>> Start Data shown

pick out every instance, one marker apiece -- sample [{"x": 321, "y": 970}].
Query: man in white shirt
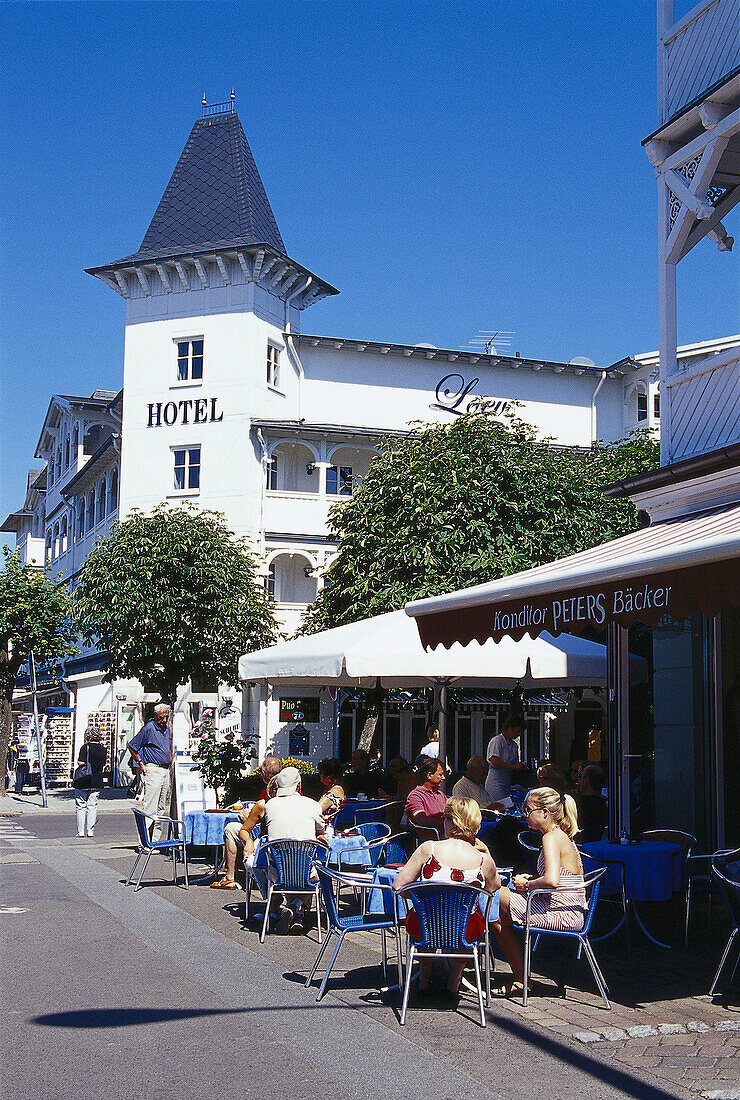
[
  {"x": 472, "y": 783},
  {"x": 503, "y": 755},
  {"x": 288, "y": 816}
]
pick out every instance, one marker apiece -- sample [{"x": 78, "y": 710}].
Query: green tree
[
  {"x": 463, "y": 503},
  {"x": 34, "y": 616},
  {"x": 173, "y": 596}
]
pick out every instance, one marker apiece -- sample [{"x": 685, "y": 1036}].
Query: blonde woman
[
  {"x": 459, "y": 858},
  {"x": 559, "y": 865}
]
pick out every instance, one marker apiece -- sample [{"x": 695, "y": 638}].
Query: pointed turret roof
[
  {"x": 213, "y": 226},
  {"x": 214, "y": 196}
]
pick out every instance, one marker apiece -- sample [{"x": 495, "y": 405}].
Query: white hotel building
[{"x": 229, "y": 405}]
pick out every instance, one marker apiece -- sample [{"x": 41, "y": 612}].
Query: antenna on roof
[{"x": 483, "y": 341}]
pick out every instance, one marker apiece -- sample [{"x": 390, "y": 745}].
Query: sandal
[{"x": 510, "y": 990}]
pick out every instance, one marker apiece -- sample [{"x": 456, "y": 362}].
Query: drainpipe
[
  {"x": 288, "y": 338},
  {"x": 262, "y": 491},
  {"x": 593, "y": 407}
]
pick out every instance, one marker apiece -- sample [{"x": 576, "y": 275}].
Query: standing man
[
  {"x": 152, "y": 749},
  {"x": 503, "y": 755},
  {"x": 232, "y": 831}
]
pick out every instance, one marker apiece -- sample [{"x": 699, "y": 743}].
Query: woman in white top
[
  {"x": 555, "y": 816},
  {"x": 459, "y": 858}
]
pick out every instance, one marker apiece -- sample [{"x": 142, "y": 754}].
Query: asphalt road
[{"x": 163, "y": 993}]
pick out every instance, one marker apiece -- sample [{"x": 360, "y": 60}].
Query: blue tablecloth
[
  {"x": 353, "y": 850},
  {"x": 207, "y": 828},
  {"x": 653, "y": 869},
  {"x": 380, "y": 901}
]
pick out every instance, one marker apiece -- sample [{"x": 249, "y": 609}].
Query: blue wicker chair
[
  {"x": 443, "y": 911},
  {"x": 147, "y": 847},
  {"x": 342, "y": 925},
  {"x": 293, "y": 860},
  {"x": 592, "y": 887}
]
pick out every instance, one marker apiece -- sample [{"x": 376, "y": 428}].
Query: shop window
[
  {"x": 187, "y": 468},
  {"x": 190, "y": 360},
  {"x": 642, "y": 405},
  {"x": 112, "y": 493},
  {"x": 273, "y": 366},
  {"x": 339, "y": 481}
]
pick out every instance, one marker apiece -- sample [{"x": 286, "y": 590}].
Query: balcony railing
[
  {"x": 704, "y": 403},
  {"x": 696, "y": 53}
]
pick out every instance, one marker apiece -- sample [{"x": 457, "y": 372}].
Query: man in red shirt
[
  {"x": 269, "y": 767},
  {"x": 426, "y": 803}
]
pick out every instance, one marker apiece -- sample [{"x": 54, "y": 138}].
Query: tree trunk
[
  {"x": 367, "y": 734},
  {"x": 6, "y": 730}
]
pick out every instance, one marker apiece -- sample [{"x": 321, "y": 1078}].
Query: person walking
[
  {"x": 152, "y": 749},
  {"x": 86, "y": 800}
]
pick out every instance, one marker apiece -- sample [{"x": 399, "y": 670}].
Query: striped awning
[{"x": 672, "y": 568}]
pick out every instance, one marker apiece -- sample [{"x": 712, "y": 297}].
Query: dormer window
[
  {"x": 190, "y": 360},
  {"x": 273, "y": 366}
]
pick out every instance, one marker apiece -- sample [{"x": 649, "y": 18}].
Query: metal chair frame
[
  {"x": 147, "y": 847},
  {"x": 276, "y": 850},
  {"x": 685, "y": 842},
  {"x": 727, "y": 884},
  {"x": 591, "y": 884},
  {"x": 341, "y": 925},
  {"x": 431, "y": 943}
]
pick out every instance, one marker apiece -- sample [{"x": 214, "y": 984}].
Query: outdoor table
[
  {"x": 206, "y": 829},
  {"x": 653, "y": 870},
  {"x": 346, "y": 814}
]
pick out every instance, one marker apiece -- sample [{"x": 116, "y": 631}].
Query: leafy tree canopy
[
  {"x": 34, "y": 615},
  {"x": 459, "y": 504},
  {"x": 173, "y": 596}
]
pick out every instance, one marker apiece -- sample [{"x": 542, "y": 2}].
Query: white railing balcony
[
  {"x": 703, "y": 407},
  {"x": 696, "y": 53},
  {"x": 297, "y": 512}
]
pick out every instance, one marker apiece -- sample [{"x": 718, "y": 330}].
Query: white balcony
[
  {"x": 696, "y": 53},
  {"x": 301, "y": 513},
  {"x": 703, "y": 407}
]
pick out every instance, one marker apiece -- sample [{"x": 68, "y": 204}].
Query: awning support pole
[{"x": 618, "y": 703}]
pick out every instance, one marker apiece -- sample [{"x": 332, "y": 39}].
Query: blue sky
[{"x": 450, "y": 167}]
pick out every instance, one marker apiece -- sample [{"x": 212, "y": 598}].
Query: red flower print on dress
[{"x": 430, "y": 867}]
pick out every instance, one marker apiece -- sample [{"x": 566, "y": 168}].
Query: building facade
[{"x": 229, "y": 405}]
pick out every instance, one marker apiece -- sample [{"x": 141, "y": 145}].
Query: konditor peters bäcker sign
[{"x": 594, "y": 608}]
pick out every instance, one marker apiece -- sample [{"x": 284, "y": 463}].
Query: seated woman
[
  {"x": 331, "y": 802},
  {"x": 459, "y": 858},
  {"x": 559, "y": 865}
]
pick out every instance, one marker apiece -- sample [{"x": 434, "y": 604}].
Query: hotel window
[
  {"x": 190, "y": 360},
  {"x": 272, "y": 471},
  {"x": 642, "y": 405},
  {"x": 339, "y": 481},
  {"x": 100, "y": 503},
  {"x": 273, "y": 366},
  {"x": 187, "y": 468}
]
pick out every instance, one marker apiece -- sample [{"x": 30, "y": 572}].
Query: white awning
[
  {"x": 386, "y": 651},
  {"x": 672, "y": 568}
]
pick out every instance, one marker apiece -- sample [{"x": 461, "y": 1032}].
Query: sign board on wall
[{"x": 299, "y": 710}]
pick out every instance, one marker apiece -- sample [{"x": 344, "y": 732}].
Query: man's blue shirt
[{"x": 153, "y": 744}]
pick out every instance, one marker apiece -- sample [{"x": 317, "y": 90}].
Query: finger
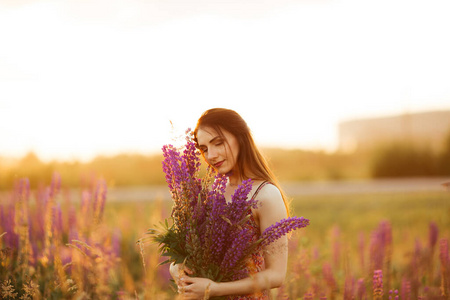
[{"x": 187, "y": 279}]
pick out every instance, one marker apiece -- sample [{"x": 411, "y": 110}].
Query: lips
[{"x": 217, "y": 165}]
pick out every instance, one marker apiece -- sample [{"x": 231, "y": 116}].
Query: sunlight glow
[{"x": 79, "y": 79}]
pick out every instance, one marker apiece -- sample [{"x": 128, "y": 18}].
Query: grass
[{"x": 327, "y": 259}]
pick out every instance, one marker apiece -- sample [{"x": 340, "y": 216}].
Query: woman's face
[{"x": 220, "y": 151}]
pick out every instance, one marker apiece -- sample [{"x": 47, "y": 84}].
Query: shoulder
[{"x": 271, "y": 207}]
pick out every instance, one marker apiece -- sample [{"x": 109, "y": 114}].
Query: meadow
[{"x": 59, "y": 245}]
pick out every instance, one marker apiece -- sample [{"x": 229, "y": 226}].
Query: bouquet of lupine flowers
[{"x": 205, "y": 232}]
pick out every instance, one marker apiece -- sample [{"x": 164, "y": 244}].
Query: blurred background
[{"x": 330, "y": 89}]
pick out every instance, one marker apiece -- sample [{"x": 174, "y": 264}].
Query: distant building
[{"x": 428, "y": 129}]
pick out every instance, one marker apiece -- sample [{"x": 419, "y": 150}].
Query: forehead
[{"x": 206, "y": 134}]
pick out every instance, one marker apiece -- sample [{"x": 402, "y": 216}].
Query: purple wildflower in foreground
[
  {"x": 277, "y": 230},
  {"x": 377, "y": 284}
]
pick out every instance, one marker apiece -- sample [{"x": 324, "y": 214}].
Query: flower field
[{"x": 55, "y": 245}]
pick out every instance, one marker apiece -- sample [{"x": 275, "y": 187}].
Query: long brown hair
[{"x": 250, "y": 161}]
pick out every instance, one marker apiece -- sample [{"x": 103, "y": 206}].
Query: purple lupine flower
[
  {"x": 360, "y": 289},
  {"x": 336, "y": 246},
  {"x": 377, "y": 284},
  {"x": 393, "y": 295},
  {"x": 328, "y": 276},
  {"x": 281, "y": 228},
  {"x": 361, "y": 244},
  {"x": 55, "y": 185},
  {"x": 405, "y": 290},
  {"x": 99, "y": 199},
  {"x": 443, "y": 254},
  {"x": 349, "y": 288}
]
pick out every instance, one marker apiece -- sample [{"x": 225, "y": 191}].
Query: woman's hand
[
  {"x": 177, "y": 271},
  {"x": 196, "y": 288}
]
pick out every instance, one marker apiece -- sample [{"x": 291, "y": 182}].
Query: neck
[{"x": 234, "y": 179}]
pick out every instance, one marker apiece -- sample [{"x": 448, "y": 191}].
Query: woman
[{"x": 225, "y": 141}]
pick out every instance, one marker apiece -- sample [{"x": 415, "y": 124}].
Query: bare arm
[{"x": 272, "y": 210}]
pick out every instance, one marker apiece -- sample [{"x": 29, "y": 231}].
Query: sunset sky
[{"x": 80, "y": 78}]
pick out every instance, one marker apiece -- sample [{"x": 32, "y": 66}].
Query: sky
[{"x": 81, "y": 78}]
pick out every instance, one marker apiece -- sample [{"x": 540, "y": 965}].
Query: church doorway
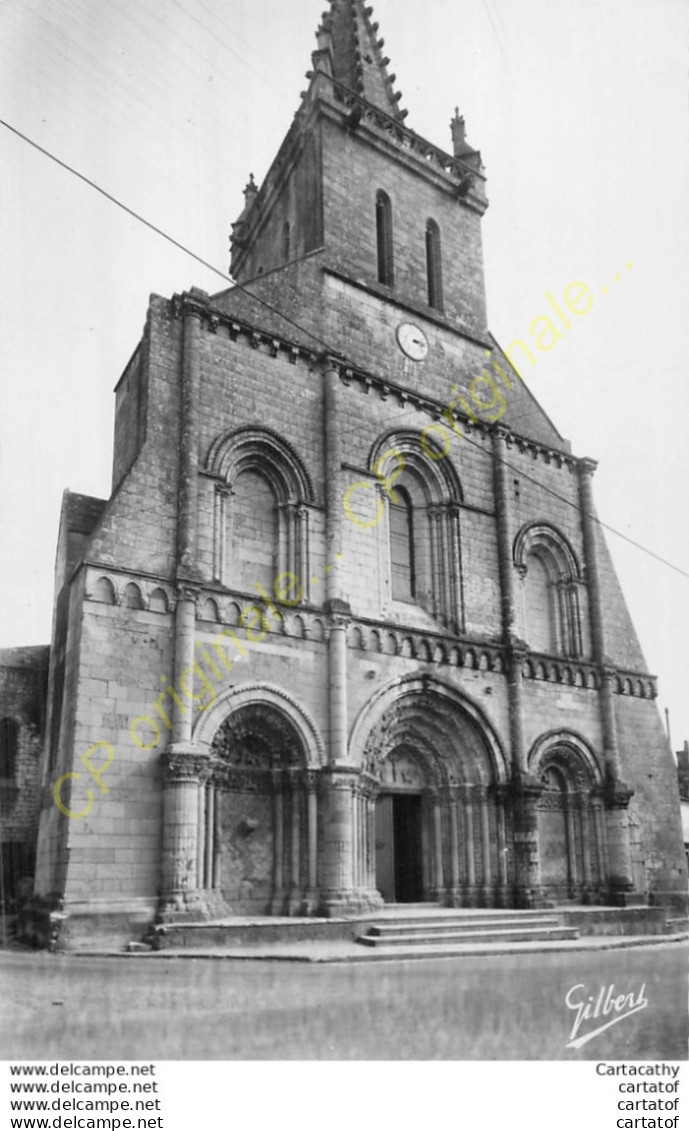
[{"x": 398, "y": 847}]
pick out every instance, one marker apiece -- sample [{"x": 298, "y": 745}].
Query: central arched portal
[
  {"x": 436, "y": 780},
  {"x": 402, "y": 830}
]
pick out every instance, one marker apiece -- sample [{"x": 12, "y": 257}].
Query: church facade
[{"x": 346, "y": 632}]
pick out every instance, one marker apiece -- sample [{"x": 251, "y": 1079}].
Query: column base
[
  {"x": 277, "y": 904},
  {"x": 179, "y": 906},
  {"x": 294, "y": 903},
  {"x": 347, "y": 903},
  {"x": 471, "y": 896},
  {"x": 623, "y": 897},
  {"x": 310, "y": 900},
  {"x": 531, "y": 899}
]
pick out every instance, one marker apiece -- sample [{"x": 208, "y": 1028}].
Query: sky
[{"x": 580, "y": 110}]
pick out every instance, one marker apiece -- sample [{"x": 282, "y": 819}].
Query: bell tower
[{"x": 384, "y": 207}]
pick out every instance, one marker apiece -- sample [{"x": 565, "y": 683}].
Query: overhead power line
[{"x": 320, "y": 340}]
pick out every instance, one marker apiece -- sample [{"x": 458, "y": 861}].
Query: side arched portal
[
  {"x": 570, "y": 826},
  {"x": 257, "y": 829}
]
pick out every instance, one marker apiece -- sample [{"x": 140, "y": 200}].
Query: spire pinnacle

>> End Data shown

#### [Exercise aim]
Return every line of the records that contains the string "portal".

#### [Output for this task]
Query: central arched portal
Query: side arched portal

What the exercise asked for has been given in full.